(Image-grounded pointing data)
= = = =
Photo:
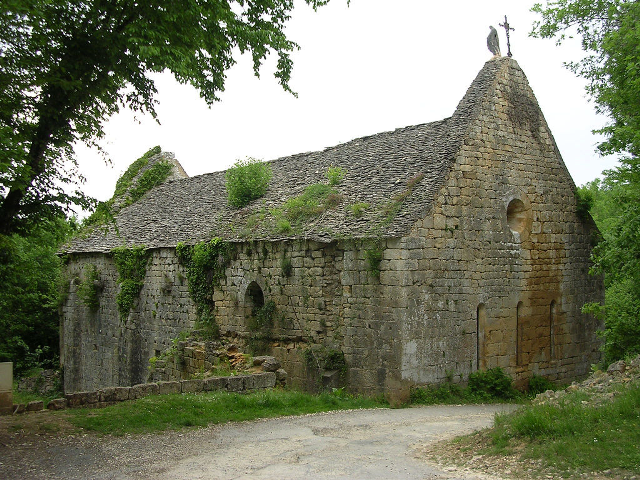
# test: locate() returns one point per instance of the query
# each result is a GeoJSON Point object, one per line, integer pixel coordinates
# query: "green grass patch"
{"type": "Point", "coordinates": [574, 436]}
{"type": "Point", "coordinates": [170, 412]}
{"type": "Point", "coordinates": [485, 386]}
= = = =
TASK DETAILS -
Give the records back exactly, with no pictures.

REPLY TO THE TASK -
Photo:
# test: locate() returns one point per instance of the query
# each result is a GeoJSON Point object, one per line, integer pixel coordinates
# query: "green grass patch"
{"type": "Point", "coordinates": [574, 436]}
{"type": "Point", "coordinates": [170, 412]}
{"type": "Point", "coordinates": [485, 386]}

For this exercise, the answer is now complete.